Set task: Return the material exactly as supplied, apart from the pictures, which are omitted.
— start —
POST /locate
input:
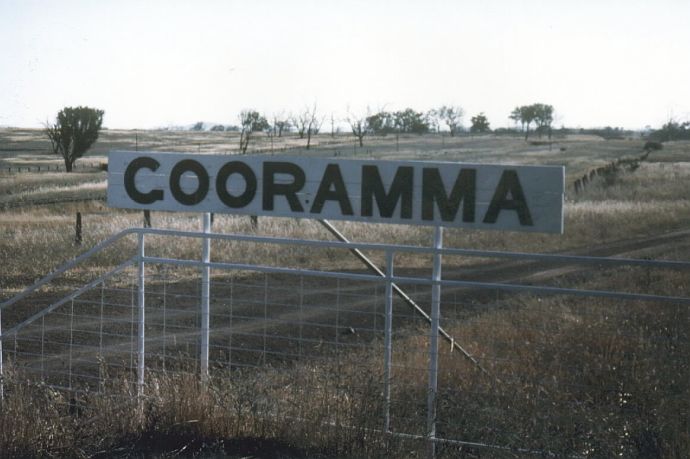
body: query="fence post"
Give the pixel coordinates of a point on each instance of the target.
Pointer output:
(141, 319)
(388, 356)
(433, 344)
(2, 374)
(77, 230)
(205, 298)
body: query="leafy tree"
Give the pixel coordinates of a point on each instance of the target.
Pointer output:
(525, 115)
(480, 124)
(452, 116)
(74, 132)
(250, 121)
(672, 130)
(543, 117)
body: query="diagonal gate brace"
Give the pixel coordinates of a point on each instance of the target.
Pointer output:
(401, 293)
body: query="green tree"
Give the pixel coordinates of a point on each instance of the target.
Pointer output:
(250, 121)
(543, 118)
(480, 124)
(525, 115)
(76, 129)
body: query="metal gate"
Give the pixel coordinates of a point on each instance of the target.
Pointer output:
(416, 349)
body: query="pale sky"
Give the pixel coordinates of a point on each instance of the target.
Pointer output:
(159, 63)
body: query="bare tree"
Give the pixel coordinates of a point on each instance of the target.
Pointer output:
(280, 123)
(452, 116)
(308, 123)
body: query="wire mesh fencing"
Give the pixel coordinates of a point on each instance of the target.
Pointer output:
(571, 365)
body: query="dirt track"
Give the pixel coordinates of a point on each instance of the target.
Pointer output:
(279, 321)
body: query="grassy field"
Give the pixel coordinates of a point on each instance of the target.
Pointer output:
(548, 349)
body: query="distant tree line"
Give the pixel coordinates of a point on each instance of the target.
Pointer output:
(671, 130)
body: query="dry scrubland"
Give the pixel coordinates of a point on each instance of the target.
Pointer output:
(561, 346)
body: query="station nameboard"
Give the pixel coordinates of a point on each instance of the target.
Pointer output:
(450, 194)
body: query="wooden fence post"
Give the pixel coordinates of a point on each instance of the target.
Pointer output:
(77, 229)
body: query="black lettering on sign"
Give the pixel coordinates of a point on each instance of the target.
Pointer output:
(189, 165)
(225, 172)
(509, 196)
(289, 190)
(137, 196)
(332, 188)
(400, 191)
(464, 191)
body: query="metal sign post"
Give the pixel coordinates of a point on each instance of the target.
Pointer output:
(433, 343)
(205, 298)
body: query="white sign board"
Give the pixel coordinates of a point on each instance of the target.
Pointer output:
(481, 196)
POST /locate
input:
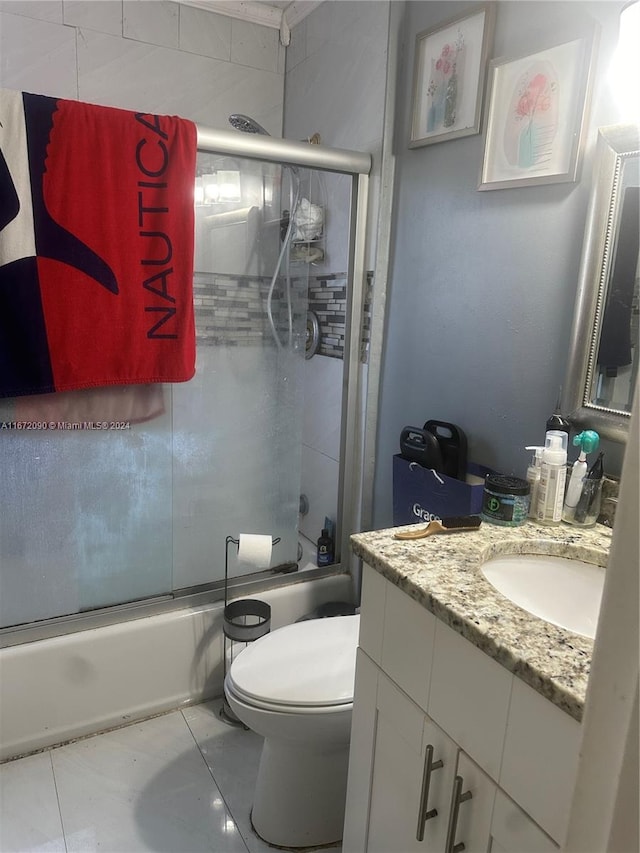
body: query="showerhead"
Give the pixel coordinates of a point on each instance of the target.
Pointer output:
(247, 124)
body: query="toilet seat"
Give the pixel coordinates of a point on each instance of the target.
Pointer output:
(307, 667)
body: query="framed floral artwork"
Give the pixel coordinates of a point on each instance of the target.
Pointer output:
(448, 77)
(536, 114)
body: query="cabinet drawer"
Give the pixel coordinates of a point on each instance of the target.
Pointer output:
(407, 647)
(470, 697)
(540, 759)
(512, 829)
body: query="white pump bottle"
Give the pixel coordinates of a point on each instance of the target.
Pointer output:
(553, 475)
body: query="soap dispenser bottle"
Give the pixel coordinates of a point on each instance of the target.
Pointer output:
(553, 476)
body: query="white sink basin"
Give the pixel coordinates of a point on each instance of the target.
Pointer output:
(559, 590)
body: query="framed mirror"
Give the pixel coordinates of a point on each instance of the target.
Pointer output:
(605, 340)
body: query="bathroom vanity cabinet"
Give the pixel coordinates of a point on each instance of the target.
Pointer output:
(449, 747)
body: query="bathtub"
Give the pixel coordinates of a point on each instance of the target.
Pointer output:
(59, 689)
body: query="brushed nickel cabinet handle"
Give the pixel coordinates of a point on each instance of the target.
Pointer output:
(457, 797)
(425, 814)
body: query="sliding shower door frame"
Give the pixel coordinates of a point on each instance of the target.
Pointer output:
(357, 164)
(316, 157)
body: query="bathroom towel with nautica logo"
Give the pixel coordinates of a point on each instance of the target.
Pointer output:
(96, 246)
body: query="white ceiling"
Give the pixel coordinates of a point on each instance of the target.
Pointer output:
(279, 14)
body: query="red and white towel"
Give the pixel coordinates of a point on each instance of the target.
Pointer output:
(96, 246)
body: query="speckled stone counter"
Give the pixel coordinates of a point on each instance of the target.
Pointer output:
(443, 574)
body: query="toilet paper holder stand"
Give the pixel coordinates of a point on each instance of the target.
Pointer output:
(244, 620)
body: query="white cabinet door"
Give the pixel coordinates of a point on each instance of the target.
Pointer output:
(512, 831)
(413, 772)
(403, 769)
(471, 807)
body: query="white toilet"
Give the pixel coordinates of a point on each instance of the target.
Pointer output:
(294, 686)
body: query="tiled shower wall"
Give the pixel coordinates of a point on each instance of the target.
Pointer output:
(151, 56)
(230, 310)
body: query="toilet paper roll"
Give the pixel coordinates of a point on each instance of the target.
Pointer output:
(254, 550)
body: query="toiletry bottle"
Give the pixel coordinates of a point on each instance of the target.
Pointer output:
(588, 508)
(533, 478)
(587, 441)
(557, 421)
(553, 475)
(325, 550)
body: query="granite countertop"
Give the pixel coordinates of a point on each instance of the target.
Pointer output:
(443, 574)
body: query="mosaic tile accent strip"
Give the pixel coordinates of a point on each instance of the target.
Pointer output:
(231, 310)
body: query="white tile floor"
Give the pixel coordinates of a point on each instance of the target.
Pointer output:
(178, 783)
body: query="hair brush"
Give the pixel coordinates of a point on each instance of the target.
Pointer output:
(448, 525)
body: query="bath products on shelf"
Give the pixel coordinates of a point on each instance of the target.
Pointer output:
(553, 475)
(325, 550)
(505, 500)
(587, 441)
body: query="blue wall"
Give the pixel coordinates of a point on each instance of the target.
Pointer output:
(482, 284)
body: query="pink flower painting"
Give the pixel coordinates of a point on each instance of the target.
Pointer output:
(444, 89)
(532, 119)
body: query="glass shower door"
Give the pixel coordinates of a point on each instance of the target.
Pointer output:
(237, 426)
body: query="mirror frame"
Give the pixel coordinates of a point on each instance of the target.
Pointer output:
(616, 144)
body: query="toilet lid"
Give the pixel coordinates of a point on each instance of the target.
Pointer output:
(310, 663)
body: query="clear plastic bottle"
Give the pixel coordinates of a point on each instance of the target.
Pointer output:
(553, 475)
(533, 478)
(587, 441)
— end —
Response below:
POST /locate
input:
body: query="fence post"
Give the pixel coordinates of a point on each instance of the target.
Pointer output:
(141, 319)
(388, 356)
(433, 344)
(2, 374)
(77, 230)
(205, 298)
body: query="leafy tree"
Give the pixel coordinates of a point on each instance of the target.
Pointer output:
(525, 115)
(480, 124)
(452, 116)
(74, 132)
(250, 121)
(672, 130)
(543, 117)
body: query="diagonal gate brace"
Give the pixel coordinates of a point on each instance of the target.
Pointer output:
(401, 293)
body: query="green tree"
Give the pixel coordinates of a point on each instance of the target.
Pointer output:
(250, 121)
(543, 118)
(480, 124)
(525, 115)
(76, 129)
body: query="metal gate"
Give the pixel coordinates of a point on each instance of the target.
Pointer output:
(416, 349)
body: query="pale sky"
Give the pixel coordinates of a point on each instance of the target.
Pointer output:
(159, 63)
body: query="bare tree"
Give the pixel coordinates of a point on each instance of the target.
Pointer output:
(280, 123)
(452, 116)
(308, 123)
body: query="wire mesh fencing"
Give the pixel coordinates of a point on each instance of the target.
Pointer output:
(571, 365)
body: query="dirt track"
Give the pixel coordinates of a point on each instance of the target.
Pointer output:
(279, 321)
body: query="grassy field"
Give the pixel coordinates of a point on each instance of the target.
Pointer output:
(548, 349)
body: query="distant tree line"
Give the pixel coordinates of a point on each instance of the target.
Pointer output:
(671, 130)
body: query="dry scrubland"
Give the pixel coordinates of a point on each instance of the target.
Pointer output:
(561, 346)
body: query="station nameboard"
Give the pixel coordinates of a point on each instance of the target.
Pointer output:
(450, 194)
body: query="wooden fence post"
Give the pixel coordinates of a point on each instance of the target.
Pointer output:
(77, 229)
body: query="black lettering on sign"
Give the pixel coordinates of a point on each instance of the target.
Pointer output:
(189, 165)
(225, 172)
(509, 196)
(289, 190)
(137, 196)
(332, 188)
(400, 191)
(464, 191)
body: query="metal sign post"
Give the pixel coordinates of a point on each instance of the target.
Pointer output:
(433, 343)
(205, 298)
body: query="white sign board"
Give the pixel coordinates of a point on each instance of the target.
Pointer output:
(481, 196)
POST /locate
input:
body: query="showerhead"
Give the pixel coordinates of a point on each instance of the target.
Pointer output:
(247, 124)
body: query="toilet seat"
Give the pixel coordinates of a point on each instance of the target.
Pointer output:
(307, 667)
body: query="framed floral artwork"
Give the pixel coordinates of a point on each instance of the target.
Pointer output:
(448, 77)
(536, 114)
body: query="cabinet drawer"
Give the pixel coordinates of a point on each instance of the target.
Pointer output:
(407, 647)
(470, 697)
(540, 759)
(512, 829)
body: query="white pump bottle"
Give the pixel coordinates of a point on each instance of the target.
Pointer output:
(553, 475)
body: query="soap dispenser bottle"
Give the pixel coordinates of a point on each instance of the target.
Pointer output:
(553, 476)
body: query="white sink basin"
Give the pixel coordinates of a point on each instance of the target.
Pointer output:
(559, 590)
body: query="framed mirror"
Give the pixel coordinates of a point on each instance of the target.
Pointer output:
(605, 340)
body: query="bathroom vanity cabinet"
Give the pixel coordinates of a point on each instance of the target.
Pointer output:
(449, 747)
body: query="bathtub"
Give the pixel coordinates of a point on each instance of the target.
Pointer output:
(59, 689)
body: query="brushed nickel cabinet handle"
Give the pixel coordinates of a point on each instance of the target.
Pointer output:
(457, 797)
(425, 814)
body: query="sliding shower door frame"
Give the pixel coordinates of a point on each instance of the target.
Pointer output:
(357, 164)
(316, 157)
body: query="bathroom towel with nautica logo"
Give the pixel coordinates of a point on each instance of the target.
Pointer output:
(96, 246)
body: query="white ceiling"
Give the pixel coordinates of a point on each instance of the target.
Pointer output:
(279, 14)
body: query="red and white towel"
Give the pixel coordinates of a point on each instance of the target.
Pointer output:
(96, 246)
body: query="speckled stone counter"
Give the pixel coordinates of a point on each instance of the target.
Pointer output:
(443, 574)
body: query="toilet paper holder stand"
Give the pixel coordinates of a point on each instance of the target.
Pointer output:
(244, 620)
body: query="white cabinet door"
Give the pixel coordinates of a point on each instance of the target.
Pointer output:
(512, 831)
(413, 772)
(403, 769)
(471, 807)
body: query="white toilet"
Give the pixel coordinates of a point on each instance of the target.
Pointer output:
(294, 686)
body: query="tiled shower wall"
Give the pixel coordinates of a point on each instance of the target.
Pointer output:
(151, 56)
(230, 310)
body: query="toilet paper roll"
Give the pixel coordinates of a point on each instance of the target.
Pointer output:
(254, 550)
body: query="toiletry bottle"
Give the pixel coordinates of a point on each instance of the target.
Pointer output:
(588, 508)
(533, 478)
(587, 441)
(557, 421)
(553, 475)
(325, 550)
body: query="granite countertop"
Give the pixel coordinates of a point on each instance of the target.
Pointer output:
(443, 574)
body: query="mosaic tile accent strip"
Give the pixel coordinates of a point on each instance of the target.
Pointer output:
(231, 310)
body: query="white tile floor"
Give the pixel coordinates of a point on each instance of the target.
Pointer output:
(178, 783)
body: query="hair brush"
Give the pixel coordinates of a point on each instance of the target.
Pointer output:
(448, 525)
body: query="bath products on shelf"
Give the pixel coordinates of a point on each instance of the target.
Pointer output:
(553, 475)
(325, 550)
(505, 500)
(587, 441)
body: query="blue wall"
Give the pixel coordinates of a point on each instance of the target.
Pointer output:
(482, 284)
body: query="pink flower painting"
Give the pixel coordinates of a point on each instance of the target.
Pointer output:
(444, 89)
(532, 119)
body: query="glass shower door"
Give the pixel coordinates of a point on each instance of the target.
Pointer output:
(237, 426)
body: query="mirror frame"
Give the pixel coordinates of a point on each instance of the target.
Pointer output:
(616, 144)
body: query="toilet lid"
Give the pixel coordinates of a point on each instance of the target.
Pointer output:
(310, 663)
body: query="clear plastic bottle"
Give the pixel coordinates of a point on each instance of the target.
Pointer output:
(553, 475)
(533, 478)
(587, 441)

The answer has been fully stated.